What to work on: Below is a set of records; print all of them exactly as written.

Data excerpts:
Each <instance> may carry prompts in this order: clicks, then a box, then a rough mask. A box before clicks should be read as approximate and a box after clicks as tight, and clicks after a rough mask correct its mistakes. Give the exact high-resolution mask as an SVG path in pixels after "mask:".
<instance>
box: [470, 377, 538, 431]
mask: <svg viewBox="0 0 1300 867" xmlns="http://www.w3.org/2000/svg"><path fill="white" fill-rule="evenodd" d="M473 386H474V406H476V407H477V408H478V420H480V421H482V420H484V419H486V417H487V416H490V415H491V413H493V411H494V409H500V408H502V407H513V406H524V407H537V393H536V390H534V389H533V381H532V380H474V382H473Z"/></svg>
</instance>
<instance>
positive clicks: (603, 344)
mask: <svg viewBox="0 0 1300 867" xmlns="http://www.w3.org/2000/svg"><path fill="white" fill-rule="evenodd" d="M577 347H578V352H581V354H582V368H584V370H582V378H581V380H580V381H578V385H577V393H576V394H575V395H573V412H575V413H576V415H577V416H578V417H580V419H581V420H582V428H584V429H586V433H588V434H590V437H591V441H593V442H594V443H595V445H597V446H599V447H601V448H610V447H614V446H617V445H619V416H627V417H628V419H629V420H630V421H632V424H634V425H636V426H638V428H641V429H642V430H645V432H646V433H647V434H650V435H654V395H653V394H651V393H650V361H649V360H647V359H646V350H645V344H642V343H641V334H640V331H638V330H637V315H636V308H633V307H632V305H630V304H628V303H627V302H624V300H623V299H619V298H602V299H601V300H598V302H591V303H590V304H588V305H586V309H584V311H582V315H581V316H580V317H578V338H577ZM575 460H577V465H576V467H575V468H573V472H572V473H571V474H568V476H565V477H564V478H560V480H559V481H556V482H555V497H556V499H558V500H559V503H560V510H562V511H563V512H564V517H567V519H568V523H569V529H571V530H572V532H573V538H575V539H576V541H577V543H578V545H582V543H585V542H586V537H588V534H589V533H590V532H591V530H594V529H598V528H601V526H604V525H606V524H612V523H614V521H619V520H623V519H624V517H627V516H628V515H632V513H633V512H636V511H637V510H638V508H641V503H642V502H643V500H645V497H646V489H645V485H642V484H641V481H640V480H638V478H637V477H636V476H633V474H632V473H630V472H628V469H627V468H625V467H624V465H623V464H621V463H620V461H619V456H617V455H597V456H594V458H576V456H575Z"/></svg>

Result of the task:
Each <instance> may carry prompts in this order: clicks, then a box, then a rough mask. A box before clicks should be read as approximate and a box after clicks as tight, and clicks after a rough mask correct its mistakes. Give the exact high-resolution mask as an SVG path in pixels after "mask:".
<instance>
box: [470, 377, 538, 431]
mask: <svg viewBox="0 0 1300 867" xmlns="http://www.w3.org/2000/svg"><path fill="white" fill-rule="evenodd" d="M473 386H474V406H476V407H477V408H478V420H480V421H482V420H484V419H486V417H487V416H490V415H491V413H493V411H494V409H500V408H502V407H513V406H524V407H537V393H536V390H534V389H533V381H532V380H474V382H473Z"/></svg>
</instance>
<instance>
positive clicks: (603, 344)
mask: <svg viewBox="0 0 1300 867" xmlns="http://www.w3.org/2000/svg"><path fill="white" fill-rule="evenodd" d="M577 347H578V352H581V354H582V368H584V370H582V378H581V380H580V381H578V385H577V393H576V394H575V395H573V412H575V413H576V415H577V416H578V417H580V419H581V420H582V428H584V429H586V433H588V434H590V437H591V441H593V442H594V443H595V445H597V446H599V447H601V448H610V447H614V446H617V445H619V416H627V417H628V419H629V420H630V421H632V424H634V425H636V426H638V428H641V429H642V430H645V432H646V433H647V434H650V435H654V395H653V394H651V393H650V361H649V360H647V359H646V350H645V344H642V343H641V334H640V331H638V330H637V315H636V308H633V307H632V305H630V304H628V303H627V302H624V300H623V299H619V298H602V299H601V300H598V302H591V303H590V304H588V305H586V309H584V311H582V315H581V316H580V317H578V338H577ZM575 460H577V465H576V467H575V468H573V472H572V473H571V474H568V476H565V477H564V478H560V480H559V481H556V482H555V497H556V499H558V500H559V503H560V510H562V511H563V512H564V517H567V519H568V523H569V529H571V530H572V532H573V538H575V539H576V541H577V543H578V545H582V543H585V542H586V537H588V534H589V533H590V532H591V530H594V529H598V528H601V526H604V525H606V524H612V523H614V521H619V520H623V519H624V517H627V516H628V515H632V513H633V512H636V511H637V510H638V508H641V503H642V502H643V500H645V497H646V489H645V485H642V484H641V481H640V480H638V478H637V477H636V476H633V474H632V473H630V472H628V469H627V468H625V467H624V465H623V464H621V463H620V461H619V456H617V455H597V456H594V458H576V456H575Z"/></svg>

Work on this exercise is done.